CONSIGNE A
Présentez sous forme de liste JSON de chaînes, une chaîne par ligne et sans les lignes vides, la partie du listing qui va de son début jusqu’à la ligne contenant "1;228;757;463", celle-ci comprise. Laissez les images hors de la réponse.

++++++++

Quelqu’un qui est intelligent devrait préserver ce lieu et en faire un musée et/ou un mémorial. Quand j’ai appris cette nouvelle, j’ai compris que c’est quelqu’un qui ne comprend pas les réalités ordinaires de la construction nationale. Il avait besoin de bons conseillers et surtout des gens qui puissent l’amener à respecter le minimum.

Malheureusement, j’ai l’impression qu’on n’a pas pu le canaliser ou qu’il est entouré par des gens plus enflammés que lui. L’autre chose qui ne rassure pas, c’est que le patron du CNDD ne peut pas parler sans crier pourtant crier, c’est l’aveu d’une certaine faiblesse. Plus on manque d’arguments, plus on crie. Il faut qu’il apprenne à parler à son peuple de manière très calme au lieu de jouer toujours sur une note de surexcitation très stridente.

Revenons à la Côte d’Ivoire. Pensez-vous qu’une élection, même apaisée, pourrait cicatriser définitivement les plaies de la crise ?

++++++++

CONSIGNE B
Recopiez à l’identique le passage de l’extrait fourni qui commence par les mots contenant "Quelqu’un qui est" et se termine par "respecter le minimum.".

++++++++

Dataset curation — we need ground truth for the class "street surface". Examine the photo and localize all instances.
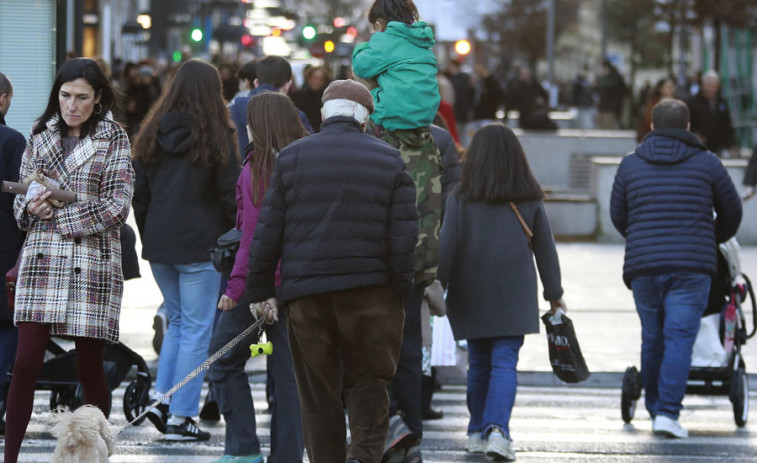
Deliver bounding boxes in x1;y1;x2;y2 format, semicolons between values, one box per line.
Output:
1;228;757;463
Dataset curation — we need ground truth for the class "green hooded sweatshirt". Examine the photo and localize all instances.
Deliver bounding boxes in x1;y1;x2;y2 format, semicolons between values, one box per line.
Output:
352;21;441;131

++++++++

RÉPONSE COMPLÈTE A
[
  "Dataset curation — we need ground truth for the class \"street surface\". Examine the photo and localize all instances.",
  "Deliver bounding boxes in x1;y1;x2;y2 format, semicolons between values, one box per line.",
  "Output:",
  "1;228;757;463"
]

RÉPONSE COMPLÈTE B
Quelqu’un qui est intelligent devrait préserver ce lieu et en faire un musée et/ou un mémorial. Quand j’ai appris cette nouvelle, j’ai compris que c’est quelqu’un qui ne comprend pas les réalités ordinaires de la construction nationale. Il avait besoin de bons conseillers et surtout des gens qui puissent l’amener à respecter le minimum.